Monitoring data can be collected manually or automatically. For manual collection, a portable integrated tester is employed to record initial values (e.g., sensor ID, calibration coefficients, and monitoring data) after each sensor is installed. Once all sensors are in place, they are integrated into an automated wireless monitoring system for remote data acquisition and transmission. This system utilizes a wireless data transmission module composed of a terminal unit and a host unit. Leveraging mature GPRS/GSM/3G/4G networks, it rapidly establishes data communication within network-covered areas to enable real-time remote data transmission.
3. Experimental Results and Analysis
3.1. Temporal Characteristics of Surrounding Rock Deformation
Deformation monitoring was conducted on the surrounding rock at the vault, left spandrel, right spandrel, left haunch, and right haunch positions of the monitoring cross-section in Huizhou Tunnel No. 1.
Figure 3 show the temporal deformation curves of the surrounding rock at the vault, left spandrel, right spandrel, left haunch, and right haunch of the monitoring cross-section. The monitoring data reveal that the surrounding rock deformation can be broadly divided into three stages: rapid deformation, slow deformation, and stable deformation. The rapid deformation stage accounts for the largest proportion of total deformation, while the slow deformation stage persists the longest.
The tunnel was constructed using the three-bench method. According to construction logs, subsequent excavation disturbances disrupted the stable deformation state, causing the monitoring curves to exhibit deep V-shaped anomalies and reinitiating the cycle of rapid–slow–stable deformation. However, the deformation rate during the renewed rapid stage significantly decreased compared to the previous cycle, and the time required to reach stability was shortened. This phenomenon provides critical insights for determining the optimal timing of secondary lining in soft rock tunnels and should not be overlooked.
Using a total station, the vault settlement deformation and sidewall convergence deformation of the red-bed surrounding rock were monitored, as shown in Figure 4. The monitoring data reveal strong consistency between the total station measurements and the remote wireless monitoring results, both indicating that the surrounding rock deformation follows a three-stage evolution: rapid deformation, slow deformation, and stable deformation.
Key differences emerged in response to subsequent construction disturbances: the remote wireless system detected “deep V-shaped” anomalies in deformation curves after disturbance, and the total station measurements showed double-step patterns in vault settlement and sidewall convergence curves.
After stabilization, sidewall convergence deformations from both methods aligned closely. However, total station-measured vault settlements were slightly smaller than those from remote wireless monitoring, likely due to subjective factors in manual measurements, anisotropy in rock engineering properties, and construction phase variations.
Integrated analysis of both monitoring methods indicates that the temporal deformation curves of the red-bed soft rock tunnel primarily exhibit four patterns: parabolic, S-shaped, stepped, and inverted-L shaped.

Material provided.
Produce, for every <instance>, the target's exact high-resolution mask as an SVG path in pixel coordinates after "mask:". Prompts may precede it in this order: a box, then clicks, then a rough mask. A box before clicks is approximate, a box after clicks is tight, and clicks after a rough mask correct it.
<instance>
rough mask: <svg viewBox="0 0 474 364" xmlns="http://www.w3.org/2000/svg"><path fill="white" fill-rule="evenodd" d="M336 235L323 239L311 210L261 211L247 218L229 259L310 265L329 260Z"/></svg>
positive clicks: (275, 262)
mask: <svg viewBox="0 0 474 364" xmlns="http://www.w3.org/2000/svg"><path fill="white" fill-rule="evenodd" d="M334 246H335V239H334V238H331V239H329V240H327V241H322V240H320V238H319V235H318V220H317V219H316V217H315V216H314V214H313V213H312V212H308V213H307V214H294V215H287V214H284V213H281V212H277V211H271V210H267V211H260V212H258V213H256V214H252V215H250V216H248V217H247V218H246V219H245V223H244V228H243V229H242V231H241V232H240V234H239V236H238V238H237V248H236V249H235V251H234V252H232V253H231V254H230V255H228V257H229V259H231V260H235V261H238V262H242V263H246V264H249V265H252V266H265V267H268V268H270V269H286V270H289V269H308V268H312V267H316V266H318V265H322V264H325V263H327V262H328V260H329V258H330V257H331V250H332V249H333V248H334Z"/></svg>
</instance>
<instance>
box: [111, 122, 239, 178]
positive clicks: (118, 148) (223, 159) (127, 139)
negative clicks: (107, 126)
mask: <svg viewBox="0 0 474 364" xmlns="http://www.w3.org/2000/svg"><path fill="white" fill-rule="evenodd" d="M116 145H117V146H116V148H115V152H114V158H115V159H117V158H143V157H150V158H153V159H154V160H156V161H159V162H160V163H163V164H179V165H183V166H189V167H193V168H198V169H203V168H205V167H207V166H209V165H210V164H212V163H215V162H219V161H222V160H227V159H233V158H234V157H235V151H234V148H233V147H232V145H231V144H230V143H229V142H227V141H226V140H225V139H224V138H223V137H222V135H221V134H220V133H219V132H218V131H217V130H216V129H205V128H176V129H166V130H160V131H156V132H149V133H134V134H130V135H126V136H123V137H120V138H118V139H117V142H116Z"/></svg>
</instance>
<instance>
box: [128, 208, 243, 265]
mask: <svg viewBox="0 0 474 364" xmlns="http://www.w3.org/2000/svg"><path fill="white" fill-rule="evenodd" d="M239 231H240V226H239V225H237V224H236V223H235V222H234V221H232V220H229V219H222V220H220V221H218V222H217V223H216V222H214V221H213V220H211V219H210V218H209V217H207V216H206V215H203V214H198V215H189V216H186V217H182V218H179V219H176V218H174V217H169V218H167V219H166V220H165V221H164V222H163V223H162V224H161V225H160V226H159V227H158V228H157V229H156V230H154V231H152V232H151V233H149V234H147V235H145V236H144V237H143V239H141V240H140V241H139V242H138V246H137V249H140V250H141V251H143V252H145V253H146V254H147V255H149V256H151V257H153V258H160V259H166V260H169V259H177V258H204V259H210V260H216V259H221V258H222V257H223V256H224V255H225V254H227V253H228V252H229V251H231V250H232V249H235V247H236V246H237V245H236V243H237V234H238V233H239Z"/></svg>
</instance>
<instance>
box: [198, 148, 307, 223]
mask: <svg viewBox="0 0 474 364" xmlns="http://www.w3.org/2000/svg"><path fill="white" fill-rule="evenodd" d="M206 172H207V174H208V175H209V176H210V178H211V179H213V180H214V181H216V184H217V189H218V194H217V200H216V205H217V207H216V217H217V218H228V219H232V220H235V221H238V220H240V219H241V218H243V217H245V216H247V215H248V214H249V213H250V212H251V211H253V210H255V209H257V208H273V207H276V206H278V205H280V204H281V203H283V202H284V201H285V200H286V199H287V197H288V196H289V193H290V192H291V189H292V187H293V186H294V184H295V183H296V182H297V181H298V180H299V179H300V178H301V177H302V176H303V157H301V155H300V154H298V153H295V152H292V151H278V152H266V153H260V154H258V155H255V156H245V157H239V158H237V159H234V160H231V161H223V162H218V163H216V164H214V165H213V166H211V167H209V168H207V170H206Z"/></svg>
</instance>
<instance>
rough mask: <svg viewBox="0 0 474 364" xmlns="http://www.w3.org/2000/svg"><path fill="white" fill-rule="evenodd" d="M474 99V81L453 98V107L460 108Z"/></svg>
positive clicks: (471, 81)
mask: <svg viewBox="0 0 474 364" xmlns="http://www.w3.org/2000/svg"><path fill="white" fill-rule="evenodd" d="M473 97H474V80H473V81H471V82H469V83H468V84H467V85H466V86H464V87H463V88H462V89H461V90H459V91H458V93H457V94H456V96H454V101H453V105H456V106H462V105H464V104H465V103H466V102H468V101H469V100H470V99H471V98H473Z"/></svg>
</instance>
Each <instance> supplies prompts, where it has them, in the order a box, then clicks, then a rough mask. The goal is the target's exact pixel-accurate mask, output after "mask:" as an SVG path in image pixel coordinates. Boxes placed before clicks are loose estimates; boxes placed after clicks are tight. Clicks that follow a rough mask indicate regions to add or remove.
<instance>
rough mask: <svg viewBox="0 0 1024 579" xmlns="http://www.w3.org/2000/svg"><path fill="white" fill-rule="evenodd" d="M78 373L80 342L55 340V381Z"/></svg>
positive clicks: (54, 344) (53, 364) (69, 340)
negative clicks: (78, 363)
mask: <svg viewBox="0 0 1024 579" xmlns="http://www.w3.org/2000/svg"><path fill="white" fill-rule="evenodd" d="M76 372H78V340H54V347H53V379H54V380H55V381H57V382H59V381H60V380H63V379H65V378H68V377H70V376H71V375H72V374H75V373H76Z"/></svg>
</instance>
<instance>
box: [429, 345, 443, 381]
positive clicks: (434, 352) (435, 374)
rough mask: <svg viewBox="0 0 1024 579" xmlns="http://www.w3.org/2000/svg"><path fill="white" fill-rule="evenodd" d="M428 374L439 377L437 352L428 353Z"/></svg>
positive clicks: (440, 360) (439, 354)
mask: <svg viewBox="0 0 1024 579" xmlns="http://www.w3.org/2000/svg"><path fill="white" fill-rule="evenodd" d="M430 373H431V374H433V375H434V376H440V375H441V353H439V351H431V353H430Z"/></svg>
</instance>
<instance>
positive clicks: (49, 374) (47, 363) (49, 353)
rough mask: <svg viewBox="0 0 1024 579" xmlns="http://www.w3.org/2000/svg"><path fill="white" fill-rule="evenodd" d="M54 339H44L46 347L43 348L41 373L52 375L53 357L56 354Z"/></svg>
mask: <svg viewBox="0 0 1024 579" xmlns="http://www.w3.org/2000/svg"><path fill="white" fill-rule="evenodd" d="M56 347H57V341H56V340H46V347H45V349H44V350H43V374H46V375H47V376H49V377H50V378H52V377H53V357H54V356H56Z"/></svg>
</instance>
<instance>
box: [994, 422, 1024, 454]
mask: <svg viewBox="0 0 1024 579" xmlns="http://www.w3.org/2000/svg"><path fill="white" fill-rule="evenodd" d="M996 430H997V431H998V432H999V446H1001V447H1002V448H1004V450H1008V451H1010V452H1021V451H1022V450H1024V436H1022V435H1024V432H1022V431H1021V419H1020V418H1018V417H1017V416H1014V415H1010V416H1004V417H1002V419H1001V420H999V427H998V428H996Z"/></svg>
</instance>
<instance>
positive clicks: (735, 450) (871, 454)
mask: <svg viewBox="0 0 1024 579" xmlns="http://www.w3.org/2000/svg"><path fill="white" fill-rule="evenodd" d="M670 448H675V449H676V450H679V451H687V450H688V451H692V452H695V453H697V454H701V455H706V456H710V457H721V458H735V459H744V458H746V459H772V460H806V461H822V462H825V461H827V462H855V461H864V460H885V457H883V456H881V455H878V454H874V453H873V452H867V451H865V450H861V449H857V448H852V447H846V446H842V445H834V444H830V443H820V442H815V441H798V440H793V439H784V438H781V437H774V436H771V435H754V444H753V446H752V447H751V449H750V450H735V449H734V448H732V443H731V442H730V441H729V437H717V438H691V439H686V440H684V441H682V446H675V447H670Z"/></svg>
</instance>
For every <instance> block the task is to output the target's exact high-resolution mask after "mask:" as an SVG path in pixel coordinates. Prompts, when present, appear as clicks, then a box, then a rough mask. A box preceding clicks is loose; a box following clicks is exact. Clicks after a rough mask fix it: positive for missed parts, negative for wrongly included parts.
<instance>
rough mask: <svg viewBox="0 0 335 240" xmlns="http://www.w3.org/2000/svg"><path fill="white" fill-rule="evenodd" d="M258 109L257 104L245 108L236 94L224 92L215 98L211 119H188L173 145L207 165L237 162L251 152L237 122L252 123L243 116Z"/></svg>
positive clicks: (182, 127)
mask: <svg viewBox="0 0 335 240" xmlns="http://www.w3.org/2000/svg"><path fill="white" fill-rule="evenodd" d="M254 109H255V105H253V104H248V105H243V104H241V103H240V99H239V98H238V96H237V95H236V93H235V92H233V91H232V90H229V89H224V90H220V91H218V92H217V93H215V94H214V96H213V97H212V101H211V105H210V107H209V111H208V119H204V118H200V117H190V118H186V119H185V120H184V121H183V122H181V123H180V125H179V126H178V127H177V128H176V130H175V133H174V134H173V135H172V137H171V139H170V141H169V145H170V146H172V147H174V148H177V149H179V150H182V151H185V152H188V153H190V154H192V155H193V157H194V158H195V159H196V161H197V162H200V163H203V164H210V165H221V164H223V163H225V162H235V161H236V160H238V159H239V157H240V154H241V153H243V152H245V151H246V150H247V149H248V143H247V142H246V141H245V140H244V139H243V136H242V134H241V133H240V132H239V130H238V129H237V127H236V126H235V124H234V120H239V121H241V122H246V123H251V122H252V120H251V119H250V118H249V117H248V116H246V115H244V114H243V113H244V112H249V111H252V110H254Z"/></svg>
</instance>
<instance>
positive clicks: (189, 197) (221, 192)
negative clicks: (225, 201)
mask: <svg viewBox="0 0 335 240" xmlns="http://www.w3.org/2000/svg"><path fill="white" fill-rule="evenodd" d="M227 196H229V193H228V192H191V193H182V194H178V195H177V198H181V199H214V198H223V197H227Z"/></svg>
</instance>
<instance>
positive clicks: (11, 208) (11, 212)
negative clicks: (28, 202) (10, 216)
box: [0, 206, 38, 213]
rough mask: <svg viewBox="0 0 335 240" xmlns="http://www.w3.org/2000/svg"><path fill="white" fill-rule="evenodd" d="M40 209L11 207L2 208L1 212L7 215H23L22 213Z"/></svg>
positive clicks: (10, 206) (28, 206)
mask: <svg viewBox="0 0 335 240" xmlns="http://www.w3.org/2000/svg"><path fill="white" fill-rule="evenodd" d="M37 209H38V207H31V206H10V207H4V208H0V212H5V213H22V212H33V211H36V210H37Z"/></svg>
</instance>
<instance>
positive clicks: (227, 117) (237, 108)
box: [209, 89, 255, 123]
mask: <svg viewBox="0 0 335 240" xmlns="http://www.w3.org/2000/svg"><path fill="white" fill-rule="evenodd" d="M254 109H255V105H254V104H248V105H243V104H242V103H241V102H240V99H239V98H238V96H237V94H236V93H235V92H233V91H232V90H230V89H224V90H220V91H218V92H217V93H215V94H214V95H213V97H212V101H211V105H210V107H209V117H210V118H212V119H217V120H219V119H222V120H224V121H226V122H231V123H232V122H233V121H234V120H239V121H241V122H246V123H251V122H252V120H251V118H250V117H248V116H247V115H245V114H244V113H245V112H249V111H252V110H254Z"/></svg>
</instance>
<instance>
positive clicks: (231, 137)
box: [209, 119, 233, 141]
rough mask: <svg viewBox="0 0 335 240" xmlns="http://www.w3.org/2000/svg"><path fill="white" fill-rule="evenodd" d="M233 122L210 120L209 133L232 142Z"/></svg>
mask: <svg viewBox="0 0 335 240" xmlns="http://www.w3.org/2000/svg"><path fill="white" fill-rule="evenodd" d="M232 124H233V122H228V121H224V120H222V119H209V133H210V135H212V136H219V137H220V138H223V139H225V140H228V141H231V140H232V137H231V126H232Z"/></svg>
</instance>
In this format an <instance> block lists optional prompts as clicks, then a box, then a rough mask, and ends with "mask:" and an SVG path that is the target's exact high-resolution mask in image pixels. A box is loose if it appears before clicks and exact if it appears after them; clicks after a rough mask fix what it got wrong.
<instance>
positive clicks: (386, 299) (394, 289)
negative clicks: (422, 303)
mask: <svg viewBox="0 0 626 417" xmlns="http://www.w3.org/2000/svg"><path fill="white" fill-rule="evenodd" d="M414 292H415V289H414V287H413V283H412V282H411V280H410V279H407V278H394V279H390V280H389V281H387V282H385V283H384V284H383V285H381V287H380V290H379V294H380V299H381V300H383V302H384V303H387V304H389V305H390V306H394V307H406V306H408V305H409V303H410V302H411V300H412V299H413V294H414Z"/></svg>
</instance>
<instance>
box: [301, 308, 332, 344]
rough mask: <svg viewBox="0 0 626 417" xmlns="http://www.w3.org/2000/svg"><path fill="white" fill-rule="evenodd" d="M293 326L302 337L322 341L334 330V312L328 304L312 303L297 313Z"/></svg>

Instruction 1.
Answer these questions about the tunnel monitoring text.
(a) What method was used to construct the tunnel?
(b) Which networks does the wireless monitoring system use for data transmission?
(c) What four patterns do the temporal deformation curves of the red-bed soft rock tunnel mainly show?
Instruction 2. Recast the rows as a Markdown table with the columns No. and Text, starting at the first row and going on through the row containing "positive clicks: (275, 262)". Leave out any blank lines.

Response area 1.
(a) The three-bench method.
(b) GPRS/GSM/3G/4G networks.
(c) Parabolic, S-shaped, stepped, and inverted-L shaped.

Response area 2.
| No. | Text |
|---|---|
| 1 | Produce, for every <instance>, the target's exact high-resolution mask as an SVG path in pixel coordinates after "mask:". Prompts may precede it in this order: a box, then clicks, then a rough mask. A box before clicks is approximate, a box after clicks is tight, and clicks after a rough mask correct it. |
| 2 | <instance> |
| 3 | rough mask: <svg viewBox="0 0 474 364" xmlns="http://www.w3.org/2000/svg"><path fill="white" fill-rule="evenodd" d="M336 235L323 239L311 210L261 211L247 218L229 259L310 265L329 260Z"/></svg> |
| 4 | positive clicks: (275, 262) |